● Task statement
Please present every one of the records below as a numbered list, with blank lines left out.

● Dataset content

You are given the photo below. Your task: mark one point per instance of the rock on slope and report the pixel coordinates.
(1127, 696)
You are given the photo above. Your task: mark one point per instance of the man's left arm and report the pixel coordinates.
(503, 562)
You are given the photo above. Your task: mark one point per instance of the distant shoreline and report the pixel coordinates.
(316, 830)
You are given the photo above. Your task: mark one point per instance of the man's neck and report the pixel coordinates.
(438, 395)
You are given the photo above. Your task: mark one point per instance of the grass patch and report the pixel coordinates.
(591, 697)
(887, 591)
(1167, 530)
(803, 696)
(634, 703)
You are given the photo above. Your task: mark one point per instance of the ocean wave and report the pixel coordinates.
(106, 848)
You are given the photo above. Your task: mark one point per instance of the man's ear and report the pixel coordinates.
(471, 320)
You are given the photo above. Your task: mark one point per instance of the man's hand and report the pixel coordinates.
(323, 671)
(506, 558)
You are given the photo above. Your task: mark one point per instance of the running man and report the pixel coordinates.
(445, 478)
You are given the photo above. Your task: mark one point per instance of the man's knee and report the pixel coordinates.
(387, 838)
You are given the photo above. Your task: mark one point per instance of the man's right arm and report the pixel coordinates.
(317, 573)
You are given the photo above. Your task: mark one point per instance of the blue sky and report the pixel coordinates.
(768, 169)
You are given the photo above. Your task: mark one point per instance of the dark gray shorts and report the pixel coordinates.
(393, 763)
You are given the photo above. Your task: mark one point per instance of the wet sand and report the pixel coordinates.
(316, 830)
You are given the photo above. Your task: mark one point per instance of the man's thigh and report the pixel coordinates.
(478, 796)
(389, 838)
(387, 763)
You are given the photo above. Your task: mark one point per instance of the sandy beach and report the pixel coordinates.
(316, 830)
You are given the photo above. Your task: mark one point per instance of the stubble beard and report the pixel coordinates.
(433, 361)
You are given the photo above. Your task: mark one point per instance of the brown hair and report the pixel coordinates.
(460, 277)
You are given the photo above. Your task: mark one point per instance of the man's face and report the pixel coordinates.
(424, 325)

● Exercise response
1. You are given the photo below. Your task: mark one point per instance of the rock on slope and report the pixel coordinates.
2. (1127, 696)
3. You are given the photo above. Your task: mark one point per instance of the man's left arm and report the pixel coordinates.
4. (503, 562)
5. You are given the photo above. Your task: mark one point per instance of the distant shoreline and report the pixel coordinates.
6. (316, 830)
7. You are given the photo above. Your task: mark one point per instance of the man's neck and report the pixel coordinates.
8. (438, 395)
9. You are given the photo above. Your task: mark one point per instance of the grass patch and report the pixel coordinates.
10. (591, 697)
11. (887, 591)
12. (1167, 530)
13. (803, 696)
14. (634, 703)
15. You are given the photo above. Your task: mark one point per instance of the ocean wave and report the pixel coordinates.
16. (106, 848)
17. You are given the photo above. Your task: mark one point per instance of the man's ear and report the pixel coordinates.
18. (471, 320)
19. You are given the photo above. Your task: mark one point per instance of the man's hand and report the pixel coordinates.
20. (323, 671)
21. (506, 558)
22. You are given the photo above. Your task: mark one point per instance of the running man and report the pixel coordinates.
23. (445, 478)
24. You are given the photo above. Your task: mark one point per instance of the man's knee and report the pixel coordinates.
25. (387, 838)
26. You are given the photo above. Your task: mark one point per instance of the man's right arm and report the pixel coordinates.
27. (317, 573)
28. You are given the photo above. Your task: mark one point per instance of the blue sky and report the pixel coordinates.
29. (768, 169)
30. You are given the photo above. Your task: mark one point per instance of the dark gray shorts and report the pixel coordinates.
31. (393, 763)
32. You are given the photo above. Your task: mark one point per instance of the wet sand and report the pixel coordinates.
33. (316, 830)
34. You are given the photo above. Your task: mark one point per instance of the man's thigh and report the pixel coordinates.
35. (478, 796)
36. (389, 838)
37. (387, 763)
38. You are given the photo above. Your task: mark one point per instance of the sandy beach and report the pixel coordinates.
39. (316, 830)
40. You are given the photo above. Your task: mark one point per instance of the stubble beard and report the pixel coordinates.
41. (433, 361)
42. You are given the photo above. Your task: mark one point per instance of the brown hair and report the pixel coordinates.
43. (460, 277)
44. You are given the photo above. Your task: mark one point per instance of the man's face and report the pixel coordinates.
45. (424, 325)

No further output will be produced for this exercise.